Teaching with Quercus: Inspiring Practices

alt= image of 4 instructors profiled in post

Looking for a little inspiration to take your Quercus course to the next level? Check out these four short videos of faculty who are using innovative and easy-to-adopt approaches to enhance the learning and teaching experience at the University of Toronto:

Creating a Course Tour using Lecture Capture Software
Avi J. Cohen, Professor, Department of Economics

Avi J Cohen teaches ECO105Y, Principles of Economics for Non Specialists. His course consists of a face-to-face section with 500 students and an online section with 400 students. In this video, Avi highlights the advantages of using a Course Tour video, and it helps orient students to the learning management system and various Quercus tools that will be used in the course. Avi states, β€œIt is so easy and has so much impact.” It benefits both your students and your workload, reducing the time required to answer questions students may have about the course.

Using Rubrics in Quercus to Enhance Student Learning
Franco Taverna, Associate Professor, Teaching Stream, Human Biology (Faculty Arts and Sciences)

Franco Taverna teaches HMB471H Performance Enhancement, a 4th year course with 50 students. Franco discusses why he adopted rubrics following his decision to include more student writing in his course. He explains how he structures rubrics to focus on each part of the assignment, the content, and style. Rubrics provide students with clear assignment criteria so they can better meet the assignment expectations. They make grading quicker and more consistent, and allow Franco to effectively manage the grading workflow. Course teaching assistant, Claudia Tersigni, adds that rubrics make better use of her time, β€œI could give a lecture and be involved with the course development and the other aspects of being a TA beyond grading.”

────────

Activities:
A. In the Quercus teaching post, how many students are in the online section of Avi J. Cohen's course?
B. Print the passage of the Quercus teaching post from "Creating a Course" up to and including "about the course.".
The listing below has no part in this work.

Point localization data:
────────

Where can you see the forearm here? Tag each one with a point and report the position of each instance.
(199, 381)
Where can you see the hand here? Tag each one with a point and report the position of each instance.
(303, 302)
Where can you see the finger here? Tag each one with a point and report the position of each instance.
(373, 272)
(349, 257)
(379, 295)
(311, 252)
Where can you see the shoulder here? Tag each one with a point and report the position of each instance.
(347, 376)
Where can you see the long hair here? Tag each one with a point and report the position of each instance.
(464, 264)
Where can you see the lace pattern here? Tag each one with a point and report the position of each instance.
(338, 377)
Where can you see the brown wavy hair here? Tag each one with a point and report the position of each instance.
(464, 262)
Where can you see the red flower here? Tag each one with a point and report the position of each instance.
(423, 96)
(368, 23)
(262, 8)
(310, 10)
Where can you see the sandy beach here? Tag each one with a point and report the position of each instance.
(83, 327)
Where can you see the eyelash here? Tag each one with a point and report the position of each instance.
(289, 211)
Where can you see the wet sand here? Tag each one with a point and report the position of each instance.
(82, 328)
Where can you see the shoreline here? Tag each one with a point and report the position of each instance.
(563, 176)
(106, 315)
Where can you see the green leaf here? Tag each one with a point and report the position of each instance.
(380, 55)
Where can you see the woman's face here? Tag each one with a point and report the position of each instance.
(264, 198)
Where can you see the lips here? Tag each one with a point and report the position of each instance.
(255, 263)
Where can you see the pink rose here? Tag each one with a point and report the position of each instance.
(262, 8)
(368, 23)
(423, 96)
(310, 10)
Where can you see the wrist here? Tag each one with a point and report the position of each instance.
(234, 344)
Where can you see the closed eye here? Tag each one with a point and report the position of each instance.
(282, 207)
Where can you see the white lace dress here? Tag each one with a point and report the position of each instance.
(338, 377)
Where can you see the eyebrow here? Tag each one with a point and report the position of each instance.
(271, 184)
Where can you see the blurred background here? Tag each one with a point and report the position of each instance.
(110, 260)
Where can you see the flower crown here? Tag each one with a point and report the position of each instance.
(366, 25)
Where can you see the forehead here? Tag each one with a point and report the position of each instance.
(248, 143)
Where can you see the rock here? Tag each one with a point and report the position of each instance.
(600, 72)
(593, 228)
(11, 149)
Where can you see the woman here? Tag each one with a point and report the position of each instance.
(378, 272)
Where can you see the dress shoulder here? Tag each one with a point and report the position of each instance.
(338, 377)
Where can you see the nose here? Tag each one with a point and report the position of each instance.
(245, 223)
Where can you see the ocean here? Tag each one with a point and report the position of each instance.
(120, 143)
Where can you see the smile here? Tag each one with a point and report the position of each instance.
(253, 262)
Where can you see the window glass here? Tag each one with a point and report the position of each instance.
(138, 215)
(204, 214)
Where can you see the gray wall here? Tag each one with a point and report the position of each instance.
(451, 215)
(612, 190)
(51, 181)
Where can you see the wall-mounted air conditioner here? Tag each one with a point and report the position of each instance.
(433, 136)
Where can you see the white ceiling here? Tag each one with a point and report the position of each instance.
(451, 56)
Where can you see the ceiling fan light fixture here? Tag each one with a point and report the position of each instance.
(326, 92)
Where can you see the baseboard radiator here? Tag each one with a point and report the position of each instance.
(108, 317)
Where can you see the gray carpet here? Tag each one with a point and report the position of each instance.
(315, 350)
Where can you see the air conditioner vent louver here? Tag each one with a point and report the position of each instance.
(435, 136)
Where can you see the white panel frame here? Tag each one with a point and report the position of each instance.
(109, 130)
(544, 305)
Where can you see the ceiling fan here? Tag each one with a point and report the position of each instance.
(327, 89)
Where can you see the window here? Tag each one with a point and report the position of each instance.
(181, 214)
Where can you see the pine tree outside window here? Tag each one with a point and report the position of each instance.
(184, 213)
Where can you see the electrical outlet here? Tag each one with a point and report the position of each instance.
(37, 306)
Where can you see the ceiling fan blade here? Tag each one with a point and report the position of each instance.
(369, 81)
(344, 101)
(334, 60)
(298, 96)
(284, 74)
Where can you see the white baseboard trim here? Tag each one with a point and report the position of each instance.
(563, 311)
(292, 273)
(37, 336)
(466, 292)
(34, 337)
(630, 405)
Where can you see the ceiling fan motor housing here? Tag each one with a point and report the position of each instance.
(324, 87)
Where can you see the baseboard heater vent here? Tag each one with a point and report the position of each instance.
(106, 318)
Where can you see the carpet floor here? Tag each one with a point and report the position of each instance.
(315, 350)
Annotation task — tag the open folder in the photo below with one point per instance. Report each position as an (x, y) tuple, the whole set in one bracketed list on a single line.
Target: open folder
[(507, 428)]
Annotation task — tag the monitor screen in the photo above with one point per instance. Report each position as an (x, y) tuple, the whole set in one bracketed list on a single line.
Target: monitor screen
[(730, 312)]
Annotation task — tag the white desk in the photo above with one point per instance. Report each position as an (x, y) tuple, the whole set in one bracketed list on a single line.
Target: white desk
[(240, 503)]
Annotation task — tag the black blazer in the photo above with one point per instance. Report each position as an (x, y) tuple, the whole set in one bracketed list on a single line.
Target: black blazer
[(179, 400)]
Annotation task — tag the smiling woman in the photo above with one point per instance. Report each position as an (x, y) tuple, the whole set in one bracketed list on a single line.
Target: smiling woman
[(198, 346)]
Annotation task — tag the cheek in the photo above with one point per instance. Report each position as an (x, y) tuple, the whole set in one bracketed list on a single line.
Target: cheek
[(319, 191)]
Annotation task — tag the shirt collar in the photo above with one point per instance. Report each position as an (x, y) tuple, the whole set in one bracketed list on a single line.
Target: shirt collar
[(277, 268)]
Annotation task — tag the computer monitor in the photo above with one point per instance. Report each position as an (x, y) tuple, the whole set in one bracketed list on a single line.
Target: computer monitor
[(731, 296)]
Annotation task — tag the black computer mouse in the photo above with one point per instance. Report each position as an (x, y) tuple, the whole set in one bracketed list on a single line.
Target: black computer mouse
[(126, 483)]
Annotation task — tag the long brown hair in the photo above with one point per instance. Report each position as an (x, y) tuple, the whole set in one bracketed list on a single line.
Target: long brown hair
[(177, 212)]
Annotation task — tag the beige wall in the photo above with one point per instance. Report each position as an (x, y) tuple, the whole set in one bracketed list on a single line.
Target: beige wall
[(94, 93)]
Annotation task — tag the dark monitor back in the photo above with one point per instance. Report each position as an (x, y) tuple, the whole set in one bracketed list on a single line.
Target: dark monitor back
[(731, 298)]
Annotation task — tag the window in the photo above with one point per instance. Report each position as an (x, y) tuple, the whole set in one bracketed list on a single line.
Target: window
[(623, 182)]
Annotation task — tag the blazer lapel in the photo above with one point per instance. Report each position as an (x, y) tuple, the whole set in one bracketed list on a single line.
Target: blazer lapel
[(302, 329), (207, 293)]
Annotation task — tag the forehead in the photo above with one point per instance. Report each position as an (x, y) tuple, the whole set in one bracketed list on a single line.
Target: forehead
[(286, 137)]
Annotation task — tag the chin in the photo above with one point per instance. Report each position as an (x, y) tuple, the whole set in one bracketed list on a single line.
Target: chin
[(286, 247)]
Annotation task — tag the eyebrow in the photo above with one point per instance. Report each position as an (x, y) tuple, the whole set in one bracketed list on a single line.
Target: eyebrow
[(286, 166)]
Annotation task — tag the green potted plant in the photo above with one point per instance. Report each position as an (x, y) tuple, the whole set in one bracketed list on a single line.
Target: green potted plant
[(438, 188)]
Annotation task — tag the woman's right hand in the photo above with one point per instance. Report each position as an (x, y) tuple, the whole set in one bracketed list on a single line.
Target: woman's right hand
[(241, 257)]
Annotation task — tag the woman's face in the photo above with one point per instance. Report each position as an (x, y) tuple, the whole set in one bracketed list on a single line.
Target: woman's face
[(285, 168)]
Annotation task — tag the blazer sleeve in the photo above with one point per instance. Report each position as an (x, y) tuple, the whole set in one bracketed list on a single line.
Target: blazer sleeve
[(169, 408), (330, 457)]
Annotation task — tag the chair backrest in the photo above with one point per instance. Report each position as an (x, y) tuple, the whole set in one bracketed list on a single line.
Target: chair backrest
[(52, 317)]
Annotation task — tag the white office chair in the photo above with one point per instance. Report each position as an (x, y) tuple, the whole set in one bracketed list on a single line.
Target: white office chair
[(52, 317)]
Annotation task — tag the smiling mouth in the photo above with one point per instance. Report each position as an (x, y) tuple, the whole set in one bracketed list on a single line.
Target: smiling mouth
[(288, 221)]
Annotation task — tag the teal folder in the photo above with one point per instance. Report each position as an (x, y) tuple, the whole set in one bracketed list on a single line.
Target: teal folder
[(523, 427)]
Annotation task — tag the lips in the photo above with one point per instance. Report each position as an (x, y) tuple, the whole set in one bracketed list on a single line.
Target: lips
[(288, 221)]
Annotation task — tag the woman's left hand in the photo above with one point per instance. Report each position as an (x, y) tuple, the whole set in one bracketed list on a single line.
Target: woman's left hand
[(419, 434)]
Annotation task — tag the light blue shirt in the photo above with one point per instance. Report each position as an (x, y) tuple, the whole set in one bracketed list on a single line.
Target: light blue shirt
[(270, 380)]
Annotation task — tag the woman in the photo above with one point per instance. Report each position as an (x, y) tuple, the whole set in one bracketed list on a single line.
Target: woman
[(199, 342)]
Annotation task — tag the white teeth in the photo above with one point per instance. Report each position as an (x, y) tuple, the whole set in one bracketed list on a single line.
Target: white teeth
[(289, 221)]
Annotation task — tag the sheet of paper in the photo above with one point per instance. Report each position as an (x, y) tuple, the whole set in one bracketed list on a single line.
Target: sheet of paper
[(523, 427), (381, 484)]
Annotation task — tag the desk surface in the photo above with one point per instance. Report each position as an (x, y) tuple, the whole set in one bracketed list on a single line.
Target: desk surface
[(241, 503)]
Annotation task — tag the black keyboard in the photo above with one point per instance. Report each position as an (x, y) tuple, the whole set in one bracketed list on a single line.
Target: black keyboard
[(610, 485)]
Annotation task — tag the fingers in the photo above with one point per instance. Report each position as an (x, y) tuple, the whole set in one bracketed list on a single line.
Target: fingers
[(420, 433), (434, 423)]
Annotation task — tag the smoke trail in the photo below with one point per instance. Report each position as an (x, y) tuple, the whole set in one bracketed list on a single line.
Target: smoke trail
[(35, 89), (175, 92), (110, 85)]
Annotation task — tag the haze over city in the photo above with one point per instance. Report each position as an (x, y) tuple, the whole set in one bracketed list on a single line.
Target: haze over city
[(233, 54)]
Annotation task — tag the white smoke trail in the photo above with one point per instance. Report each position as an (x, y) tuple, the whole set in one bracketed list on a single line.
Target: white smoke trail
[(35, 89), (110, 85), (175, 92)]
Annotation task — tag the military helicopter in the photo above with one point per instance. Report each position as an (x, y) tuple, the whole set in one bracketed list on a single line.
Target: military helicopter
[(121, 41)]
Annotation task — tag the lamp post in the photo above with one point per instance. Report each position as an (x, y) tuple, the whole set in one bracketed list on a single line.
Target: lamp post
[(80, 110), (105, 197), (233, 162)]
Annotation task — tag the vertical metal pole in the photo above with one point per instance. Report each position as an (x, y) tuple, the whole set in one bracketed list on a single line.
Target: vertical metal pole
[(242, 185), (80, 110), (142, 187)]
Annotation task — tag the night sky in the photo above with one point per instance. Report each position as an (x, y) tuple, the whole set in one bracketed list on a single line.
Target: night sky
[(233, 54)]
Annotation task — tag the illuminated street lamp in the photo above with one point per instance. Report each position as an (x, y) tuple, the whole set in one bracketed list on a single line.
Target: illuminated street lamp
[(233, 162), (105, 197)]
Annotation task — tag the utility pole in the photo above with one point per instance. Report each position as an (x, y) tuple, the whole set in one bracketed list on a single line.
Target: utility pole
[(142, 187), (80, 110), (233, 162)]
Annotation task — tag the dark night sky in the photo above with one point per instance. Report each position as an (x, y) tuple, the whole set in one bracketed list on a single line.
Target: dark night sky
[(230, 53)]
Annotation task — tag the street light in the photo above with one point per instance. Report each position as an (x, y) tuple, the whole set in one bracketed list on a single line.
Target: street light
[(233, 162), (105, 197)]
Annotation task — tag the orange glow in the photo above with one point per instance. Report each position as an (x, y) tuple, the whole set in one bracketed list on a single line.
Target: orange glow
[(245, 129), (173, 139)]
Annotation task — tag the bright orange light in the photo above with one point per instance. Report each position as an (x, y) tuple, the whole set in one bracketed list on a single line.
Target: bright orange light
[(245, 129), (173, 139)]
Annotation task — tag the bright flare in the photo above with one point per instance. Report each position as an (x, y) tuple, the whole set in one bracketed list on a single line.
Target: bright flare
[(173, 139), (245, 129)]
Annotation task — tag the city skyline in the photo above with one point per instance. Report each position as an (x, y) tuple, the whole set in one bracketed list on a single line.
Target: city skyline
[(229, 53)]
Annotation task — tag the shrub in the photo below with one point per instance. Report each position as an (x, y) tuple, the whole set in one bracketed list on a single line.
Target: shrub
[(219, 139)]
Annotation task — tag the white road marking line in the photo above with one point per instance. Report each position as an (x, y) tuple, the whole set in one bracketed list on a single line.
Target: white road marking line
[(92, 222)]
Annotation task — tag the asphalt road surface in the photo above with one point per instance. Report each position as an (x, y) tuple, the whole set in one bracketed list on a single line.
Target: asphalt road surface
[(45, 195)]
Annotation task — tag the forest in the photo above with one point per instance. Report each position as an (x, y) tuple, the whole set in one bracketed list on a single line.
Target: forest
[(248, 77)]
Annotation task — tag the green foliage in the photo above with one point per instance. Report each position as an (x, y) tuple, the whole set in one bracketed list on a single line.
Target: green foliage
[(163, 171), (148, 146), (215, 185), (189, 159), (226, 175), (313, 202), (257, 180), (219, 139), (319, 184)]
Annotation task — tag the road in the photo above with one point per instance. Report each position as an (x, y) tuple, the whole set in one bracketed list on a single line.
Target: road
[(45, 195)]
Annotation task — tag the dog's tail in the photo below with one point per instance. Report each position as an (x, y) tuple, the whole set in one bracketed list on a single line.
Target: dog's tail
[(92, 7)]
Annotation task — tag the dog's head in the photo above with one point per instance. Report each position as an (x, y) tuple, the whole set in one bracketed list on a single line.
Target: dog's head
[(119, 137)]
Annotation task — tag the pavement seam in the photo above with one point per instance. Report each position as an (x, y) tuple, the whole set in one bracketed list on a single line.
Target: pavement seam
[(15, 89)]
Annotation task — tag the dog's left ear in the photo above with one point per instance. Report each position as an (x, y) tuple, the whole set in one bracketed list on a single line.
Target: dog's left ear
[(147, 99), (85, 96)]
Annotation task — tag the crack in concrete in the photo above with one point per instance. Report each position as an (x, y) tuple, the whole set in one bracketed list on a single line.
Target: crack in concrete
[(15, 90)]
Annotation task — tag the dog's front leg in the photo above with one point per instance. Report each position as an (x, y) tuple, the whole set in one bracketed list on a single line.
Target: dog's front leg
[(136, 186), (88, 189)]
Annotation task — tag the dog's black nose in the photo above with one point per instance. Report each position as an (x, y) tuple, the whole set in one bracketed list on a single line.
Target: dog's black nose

────────

Responses to the exercise:
A. 400 students.

B.
Creating a Course Tour using Lecture Capture Software
Avi J. Cohen, Professor, Department of Economics

Avi J Cohen teaches ECO105Y, Principles of Economics for Non Specialists. His course consists of a face-to-face section with 500 students and an online section with 400 students. In this video, Avi highlights the advantages of using a Course Tour video, and it helps orient students to the learning management system and various Quercus tools that will be used in the course. Avi states, β€œIt is so easy and has so much impact.” It benefits both your students and your workload, reducing the time required to answer questions students may have about the course.